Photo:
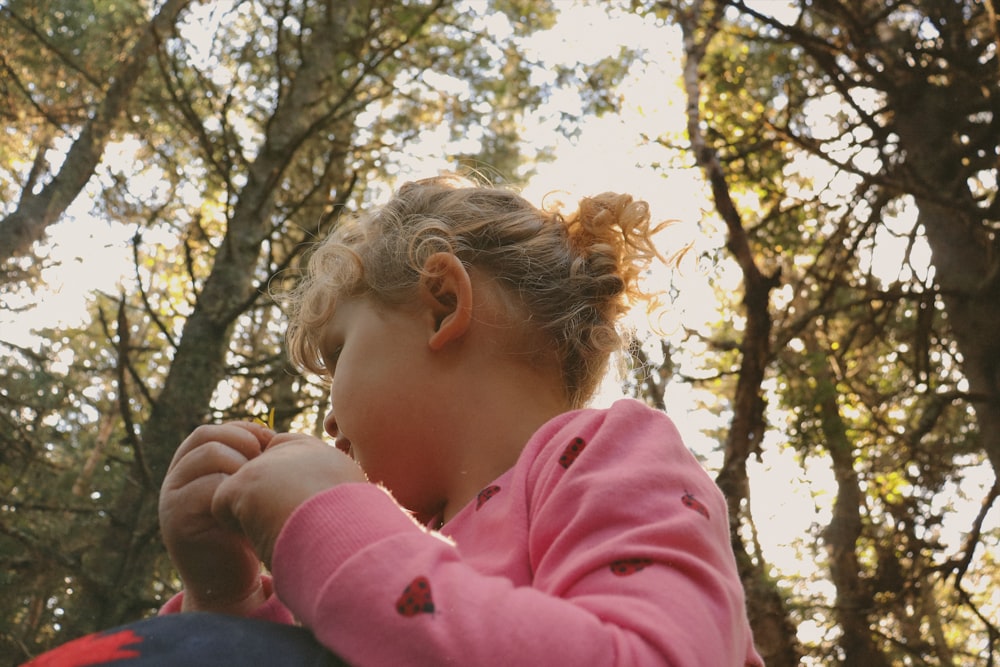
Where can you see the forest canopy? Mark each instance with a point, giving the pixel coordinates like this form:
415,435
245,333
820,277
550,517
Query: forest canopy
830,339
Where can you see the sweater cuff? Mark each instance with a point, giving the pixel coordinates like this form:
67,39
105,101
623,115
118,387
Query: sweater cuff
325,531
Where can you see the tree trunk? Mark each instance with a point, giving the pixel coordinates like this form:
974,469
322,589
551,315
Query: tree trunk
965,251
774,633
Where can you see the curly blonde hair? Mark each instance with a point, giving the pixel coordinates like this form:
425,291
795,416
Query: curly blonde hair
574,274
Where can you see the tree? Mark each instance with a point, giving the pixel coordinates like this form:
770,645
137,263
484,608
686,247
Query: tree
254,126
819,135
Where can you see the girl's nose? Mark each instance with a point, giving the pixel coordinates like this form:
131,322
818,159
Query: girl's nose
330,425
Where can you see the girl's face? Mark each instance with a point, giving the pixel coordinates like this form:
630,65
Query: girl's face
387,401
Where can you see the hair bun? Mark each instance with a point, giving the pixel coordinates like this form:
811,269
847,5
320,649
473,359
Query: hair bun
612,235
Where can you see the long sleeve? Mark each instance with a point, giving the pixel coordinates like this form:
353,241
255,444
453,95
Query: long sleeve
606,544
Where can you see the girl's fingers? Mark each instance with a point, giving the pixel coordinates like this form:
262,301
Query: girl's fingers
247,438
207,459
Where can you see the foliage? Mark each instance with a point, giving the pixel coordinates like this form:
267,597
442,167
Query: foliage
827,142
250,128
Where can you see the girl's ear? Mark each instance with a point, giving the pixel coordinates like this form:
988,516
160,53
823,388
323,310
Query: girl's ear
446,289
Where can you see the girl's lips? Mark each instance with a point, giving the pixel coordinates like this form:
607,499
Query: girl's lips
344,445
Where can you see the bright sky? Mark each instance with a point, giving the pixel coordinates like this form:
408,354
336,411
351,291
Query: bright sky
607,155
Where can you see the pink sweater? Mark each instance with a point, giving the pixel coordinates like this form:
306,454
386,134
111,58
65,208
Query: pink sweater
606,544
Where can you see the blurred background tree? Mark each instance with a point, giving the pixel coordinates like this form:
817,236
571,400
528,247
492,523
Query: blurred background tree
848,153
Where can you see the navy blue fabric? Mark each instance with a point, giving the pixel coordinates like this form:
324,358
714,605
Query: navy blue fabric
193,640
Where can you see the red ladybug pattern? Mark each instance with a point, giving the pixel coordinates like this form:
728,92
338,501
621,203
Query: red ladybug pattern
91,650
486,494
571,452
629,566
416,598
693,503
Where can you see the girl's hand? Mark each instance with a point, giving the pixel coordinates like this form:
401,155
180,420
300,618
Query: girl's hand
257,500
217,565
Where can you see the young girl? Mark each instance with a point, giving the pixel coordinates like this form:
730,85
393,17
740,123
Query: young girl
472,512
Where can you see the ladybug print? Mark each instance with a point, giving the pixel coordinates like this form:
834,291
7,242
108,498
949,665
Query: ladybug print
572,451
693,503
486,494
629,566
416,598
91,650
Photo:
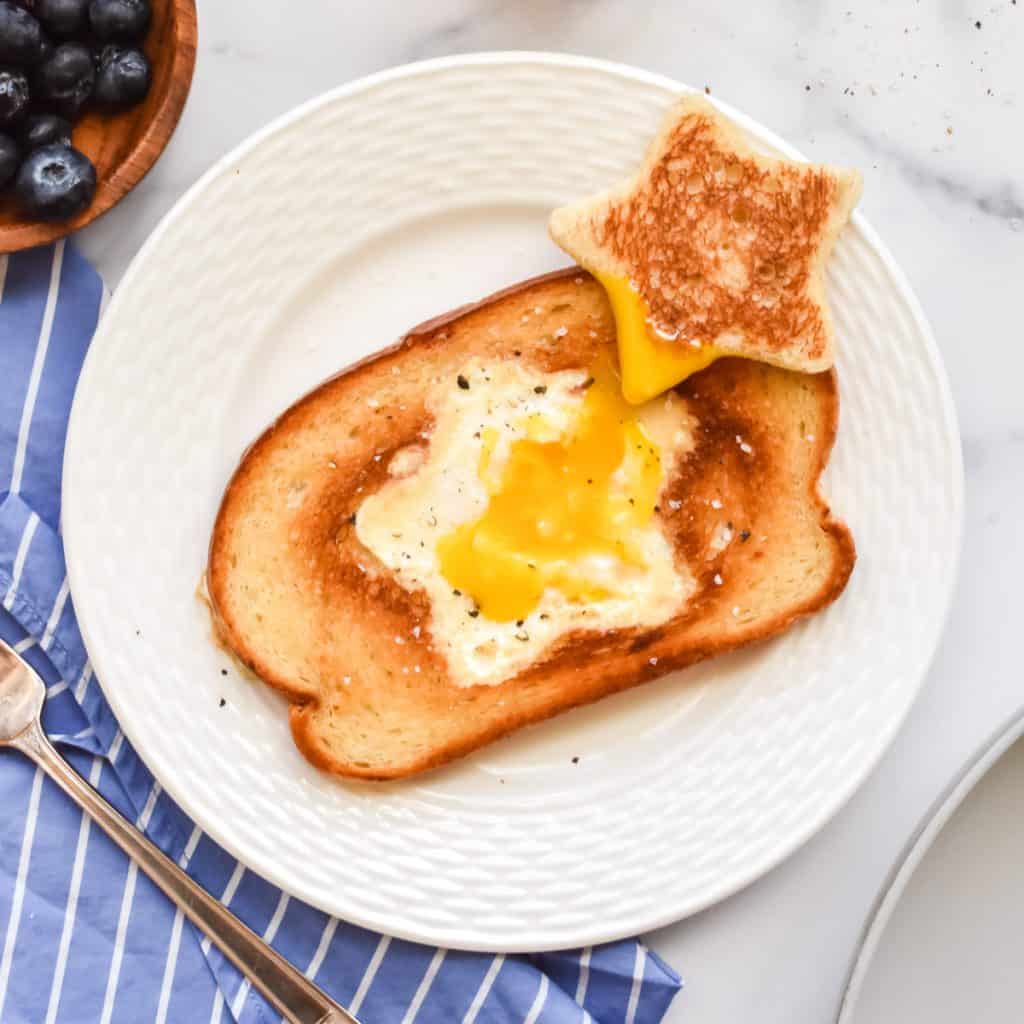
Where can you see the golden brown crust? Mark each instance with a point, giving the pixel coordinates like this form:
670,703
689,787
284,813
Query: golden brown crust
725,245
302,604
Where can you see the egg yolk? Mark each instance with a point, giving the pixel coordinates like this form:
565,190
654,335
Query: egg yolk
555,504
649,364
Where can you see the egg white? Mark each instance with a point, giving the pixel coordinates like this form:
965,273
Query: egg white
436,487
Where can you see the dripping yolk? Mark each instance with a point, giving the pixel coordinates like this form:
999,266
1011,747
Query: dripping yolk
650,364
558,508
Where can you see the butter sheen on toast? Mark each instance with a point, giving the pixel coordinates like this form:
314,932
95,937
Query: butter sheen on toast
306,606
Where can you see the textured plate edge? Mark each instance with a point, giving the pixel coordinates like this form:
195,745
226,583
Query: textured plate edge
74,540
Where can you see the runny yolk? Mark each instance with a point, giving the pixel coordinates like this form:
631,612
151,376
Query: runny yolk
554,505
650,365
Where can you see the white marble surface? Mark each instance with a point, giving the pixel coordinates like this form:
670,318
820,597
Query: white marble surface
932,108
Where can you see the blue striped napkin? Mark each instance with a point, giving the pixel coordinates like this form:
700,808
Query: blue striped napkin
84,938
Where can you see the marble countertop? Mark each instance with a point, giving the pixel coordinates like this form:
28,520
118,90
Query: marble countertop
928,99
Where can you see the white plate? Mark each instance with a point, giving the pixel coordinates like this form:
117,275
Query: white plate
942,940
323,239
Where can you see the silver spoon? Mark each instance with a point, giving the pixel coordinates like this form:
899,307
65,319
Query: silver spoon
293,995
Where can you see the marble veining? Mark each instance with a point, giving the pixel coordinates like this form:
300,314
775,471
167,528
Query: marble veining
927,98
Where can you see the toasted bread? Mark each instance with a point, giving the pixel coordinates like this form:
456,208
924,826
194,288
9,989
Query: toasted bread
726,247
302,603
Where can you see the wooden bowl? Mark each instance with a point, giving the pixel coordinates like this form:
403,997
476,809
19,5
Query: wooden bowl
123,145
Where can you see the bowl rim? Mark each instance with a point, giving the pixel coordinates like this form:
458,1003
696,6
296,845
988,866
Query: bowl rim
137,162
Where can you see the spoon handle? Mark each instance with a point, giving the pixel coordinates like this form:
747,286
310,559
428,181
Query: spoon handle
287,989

### [Written problem]
Shift every point coordinate in the answers by adding 107 to each number, and write the lines out again with their requests, starting with the line that contains "Where can you see the bowl" and going on through the end of the data. Leave the numbers in the requests and their format samples as they are.

### [Result]
Where can you see the bowl rim? Mark each instance with a point, giving the pixel coordinates like this form:
458,1003
696,6
296,845
988,866
Query: bowl rim
244,269
Where can you see the spoon handle? Mark each instance with a point, giving the pixel coordinates like this form:
747,286
310,559
428,181
Query: spoon handle
394,1096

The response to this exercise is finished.